Required task
Reproduce the rows from the start through the line containing "M 147 331 L", inclusive, renaming "simplified polygon" to "reduced polygon" and leaving everything else unchanged. Leave the pictures out.

Labeling and segmentation rows:
=-=-=

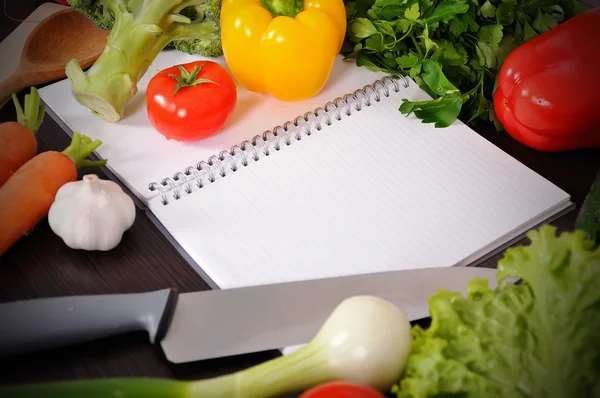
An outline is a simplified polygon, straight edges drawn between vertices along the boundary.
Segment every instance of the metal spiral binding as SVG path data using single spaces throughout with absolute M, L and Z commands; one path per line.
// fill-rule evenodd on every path
M 310 136 L 313 134 L 311 124 L 316 131 L 321 131 L 322 119 L 327 126 L 330 126 L 333 124 L 333 119 L 342 120 L 343 115 L 350 116 L 353 110 L 360 112 L 363 106 L 371 106 L 373 100 L 381 101 L 382 95 L 389 97 L 388 86 L 393 86 L 395 92 L 400 91 L 399 81 L 404 87 L 408 87 L 409 80 L 404 76 L 395 74 L 385 76 L 351 94 L 338 97 L 313 112 L 306 112 L 293 121 L 287 121 L 272 130 L 255 135 L 251 140 L 243 141 L 240 145 L 234 145 L 229 150 L 223 150 L 219 155 L 213 155 L 207 161 L 200 161 L 196 166 L 189 166 L 185 171 L 175 173 L 173 177 L 163 178 L 160 182 L 152 182 L 149 190 L 158 191 L 163 205 L 167 205 L 169 204 L 169 193 L 175 200 L 181 198 L 182 192 L 191 194 L 194 186 L 203 188 L 205 180 L 213 183 L 217 180 L 217 176 L 225 177 L 229 171 L 236 172 L 240 165 L 248 166 L 249 159 L 258 161 L 262 155 L 269 156 L 272 150 L 279 151 L 283 145 L 291 145 L 292 139 L 300 141 L 303 134 Z

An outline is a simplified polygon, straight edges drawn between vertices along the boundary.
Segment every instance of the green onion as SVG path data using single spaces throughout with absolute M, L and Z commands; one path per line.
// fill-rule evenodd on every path
M 402 376 L 412 342 L 410 323 L 374 296 L 342 301 L 299 350 L 212 379 L 75 380 L 0 389 L 3 398 L 268 398 L 343 380 L 388 390 Z

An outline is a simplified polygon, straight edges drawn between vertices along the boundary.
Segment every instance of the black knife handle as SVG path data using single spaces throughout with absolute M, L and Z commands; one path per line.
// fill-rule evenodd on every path
M 147 331 L 157 343 L 169 328 L 175 289 L 52 297 L 0 304 L 0 357 Z

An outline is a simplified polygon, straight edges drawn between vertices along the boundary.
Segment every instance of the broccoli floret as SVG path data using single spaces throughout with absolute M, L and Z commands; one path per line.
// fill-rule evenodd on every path
M 76 59 L 66 66 L 75 99 L 110 122 L 123 118 L 126 105 L 137 94 L 138 81 L 169 43 L 206 56 L 222 52 L 221 0 L 68 1 L 111 30 L 103 53 L 87 72 Z
M 222 0 L 205 0 L 203 4 L 187 7 L 181 11 L 182 15 L 185 15 L 191 20 L 213 23 L 215 31 L 212 37 L 202 37 L 200 39 L 191 40 L 174 40 L 169 43 L 169 47 L 174 47 L 179 51 L 188 54 L 200 54 L 210 58 L 223 55 L 221 26 L 219 23 L 221 18 L 221 3 Z
M 67 3 L 76 11 L 79 11 L 99 28 L 111 30 L 115 23 L 115 17 L 109 7 L 105 7 L 101 1 L 96 0 L 67 0 Z

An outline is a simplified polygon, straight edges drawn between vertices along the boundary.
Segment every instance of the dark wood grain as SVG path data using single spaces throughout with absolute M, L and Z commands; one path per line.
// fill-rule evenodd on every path
M 7 12 L 26 18 L 42 1 L 7 1 Z M 0 39 L 19 22 L 2 16 Z M 20 94 L 22 98 L 23 93 Z M 13 120 L 9 103 L 0 121 Z M 495 145 L 569 192 L 577 205 L 585 197 L 600 168 L 600 150 L 541 153 L 523 147 L 507 134 L 489 127 L 478 131 Z M 66 134 L 49 118 L 38 133 L 39 150 L 62 149 Z M 0 148 L 0 150 L 2 150 Z M 91 170 L 81 170 L 81 174 Z M 104 175 L 99 170 L 93 170 Z M 575 212 L 554 222 L 560 229 L 573 226 Z M 1 222 L 1 220 L 0 220 Z M 490 259 L 493 266 L 499 255 Z M 42 221 L 27 237 L 0 258 L 0 301 L 70 294 L 141 292 L 166 287 L 179 291 L 207 289 L 206 283 L 185 262 L 141 211 L 123 242 L 107 253 L 74 251 L 66 247 Z M 202 336 L 198 336 L 203 344 Z M 210 342 L 206 342 L 210 344 Z M 273 352 L 173 366 L 144 334 L 131 334 L 82 346 L 3 360 L 0 384 L 95 378 L 154 376 L 181 379 L 205 378 L 231 372 L 272 358 Z

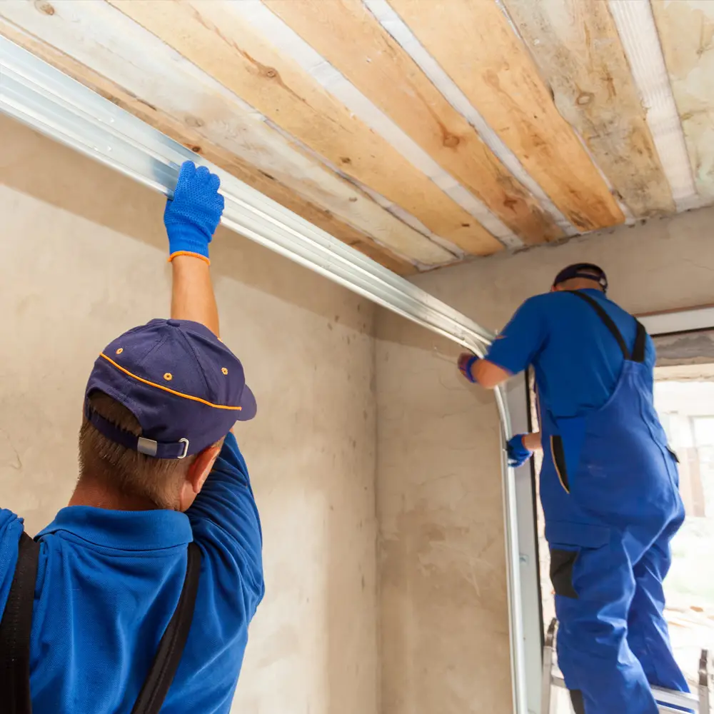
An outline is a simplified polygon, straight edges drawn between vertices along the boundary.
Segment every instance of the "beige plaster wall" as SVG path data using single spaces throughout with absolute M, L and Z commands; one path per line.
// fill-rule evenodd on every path
M 76 476 L 84 384 L 117 334 L 166 316 L 162 198 L 0 119 L 0 506 L 34 533 Z M 241 426 L 266 600 L 235 710 L 376 714 L 373 311 L 219 229 L 222 336 L 259 404 Z
M 415 278 L 493 329 L 571 263 L 635 313 L 714 303 L 714 208 Z M 377 317 L 383 714 L 511 709 L 497 415 L 449 343 Z

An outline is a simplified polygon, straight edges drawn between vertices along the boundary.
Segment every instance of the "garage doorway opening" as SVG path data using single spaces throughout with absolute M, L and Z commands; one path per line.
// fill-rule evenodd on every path
M 686 511 L 672 541 L 665 616 L 677 662 L 694 686 L 702 648 L 714 648 L 714 363 L 693 366 L 658 368 L 655 406 L 679 458 Z

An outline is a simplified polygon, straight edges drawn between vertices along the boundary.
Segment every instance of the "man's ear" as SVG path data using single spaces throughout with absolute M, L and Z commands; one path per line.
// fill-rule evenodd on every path
M 196 455 L 193 463 L 188 467 L 188 473 L 186 477 L 194 494 L 199 493 L 201 489 L 203 488 L 206 479 L 208 478 L 211 469 L 213 468 L 213 463 L 220 453 L 221 446 L 213 444 L 206 446 L 203 451 L 199 451 Z

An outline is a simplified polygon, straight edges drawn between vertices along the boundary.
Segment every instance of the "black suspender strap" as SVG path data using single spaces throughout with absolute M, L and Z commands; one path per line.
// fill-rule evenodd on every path
M 159 714 L 164 704 L 188 638 L 200 572 L 201 550 L 195 543 L 190 543 L 186 578 L 178 604 L 159 643 L 159 650 L 131 714 Z
M 605 323 L 605 326 L 610 331 L 610 333 L 612 333 L 613 337 L 617 340 L 617 343 L 620 346 L 620 349 L 622 351 L 623 356 L 626 360 L 631 360 L 632 356 L 630 354 L 630 351 L 627 348 L 627 345 L 625 343 L 625 339 L 623 337 L 622 333 L 618 329 L 618 326 L 615 324 L 615 321 L 613 318 L 605 311 L 605 308 L 603 308 L 597 300 L 594 298 L 591 298 L 589 295 L 585 295 L 585 293 L 577 292 L 574 290 L 570 291 L 570 292 L 571 295 L 575 295 L 575 296 L 580 298 L 580 300 L 584 300 L 593 308 L 593 309 L 598 313 L 598 316 L 600 319 Z
M 31 714 L 30 631 L 35 599 L 39 543 L 20 536 L 17 565 L 0 621 L 0 697 L 8 714 Z M 5 708 L 5 707 L 8 708 Z
M 647 349 L 647 331 L 639 320 L 637 322 L 637 334 L 635 336 L 635 346 L 632 348 L 633 362 L 644 362 Z
M 20 536 L 17 565 L 0 621 L 0 697 L 3 714 L 32 714 L 30 698 L 30 632 L 39 544 Z M 131 714 L 159 714 L 178 668 L 193 617 L 201 573 L 201 550 L 188 543 L 188 561 L 178 604 L 166 631 Z

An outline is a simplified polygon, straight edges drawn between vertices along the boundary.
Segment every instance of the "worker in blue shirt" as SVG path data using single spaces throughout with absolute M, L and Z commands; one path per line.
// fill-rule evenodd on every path
M 527 300 L 484 359 L 459 358 L 493 388 L 533 366 L 540 491 L 559 620 L 558 661 L 577 714 L 656 714 L 650 685 L 688 691 L 663 616 L 670 540 L 684 519 L 676 457 L 653 403 L 655 349 L 608 299 L 597 266 L 570 266 Z
M 256 400 L 218 337 L 219 180 L 191 162 L 164 222 L 171 319 L 89 376 L 79 478 L 35 538 L 0 510 L 4 714 L 228 714 L 263 598 L 260 521 L 231 429 Z

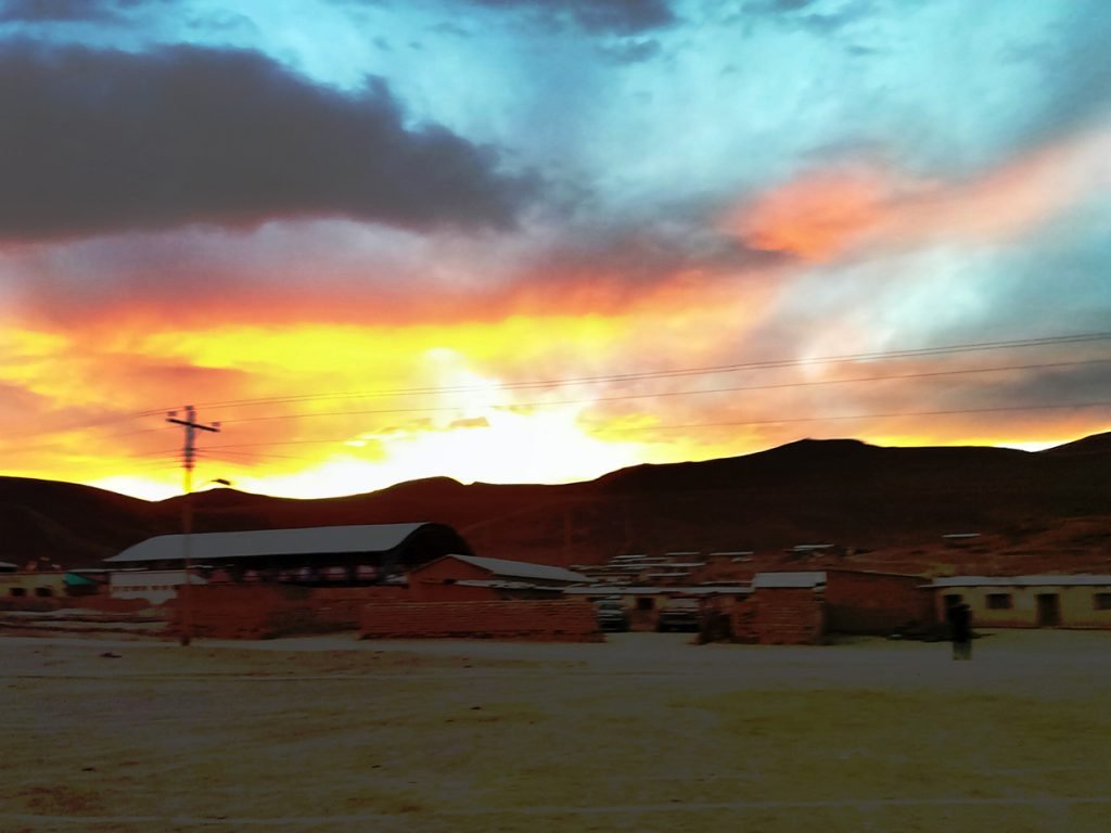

=-=-=

Completed exercise
An outline is a reduced polygon, straight edges drawn between vertices along the boundary.
Segment every instance of the metal spiral binding as SVG path data using single spaces throughout with absolute M, L and Z commands; one path per line.
// fill-rule evenodd on every path
M 310 136 L 313 134 L 311 124 L 316 131 L 321 131 L 322 119 L 327 126 L 330 126 L 333 124 L 333 119 L 342 120 L 343 115 L 350 116 L 353 110 L 360 112 L 363 106 L 371 106 L 373 100 L 381 101 L 382 95 L 389 97 L 388 86 L 393 86 L 395 92 L 400 91 L 399 81 L 404 87 L 408 87 L 409 80 L 404 76 L 395 74 L 385 76 L 351 94 L 338 97 L 313 112 L 306 112 L 293 121 L 287 121 L 272 130 L 255 135 L 251 140 L 243 141 L 240 145 L 234 145 L 229 150 L 223 150 L 219 155 L 213 155 L 207 161 L 200 161 L 196 166 L 189 166 L 185 171 L 175 173 L 173 177 L 163 178 L 160 182 L 152 182 L 149 190 L 158 191 L 163 205 L 167 205 L 169 204 L 169 193 L 175 200 L 181 198 L 182 192 L 191 194 L 194 186 L 203 188 L 205 180 L 213 183 L 217 180 L 217 176 L 225 177 L 229 171 L 236 172 L 240 165 L 248 166 L 249 159 L 258 161 L 262 155 L 269 156 L 272 150 L 279 151 L 283 145 L 291 145 L 292 139 L 300 141 L 303 134 Z

An outline is a reduced polygon, straight edges drawn between vertices along the boundary.
Segment every instance of the green onion as SVG path data using single spaces throughout with absolute M, L and Z commands; one path per line.
// fill-rule evenodd on every path
M 402 376 L 412 342 L 410 323 L 374 296 L 342 301 L 299 350 L 212 379 L 75 380 L 0 389 L 3 398 L 268 398 L 343 380 L 388 390 Z

An outline is a reduced polygon, straight edges drawn between vertices along the boundary.
Segment every instance of the black knife handle as SVG path data using single spaces throughout with absolute M, L and Z commands; one path per line.
// fill-rule evenodd on every path
M 147 331 L 157 343 L 169 328 L 175 289 L 52 297 L 0 304 L 0 357 Z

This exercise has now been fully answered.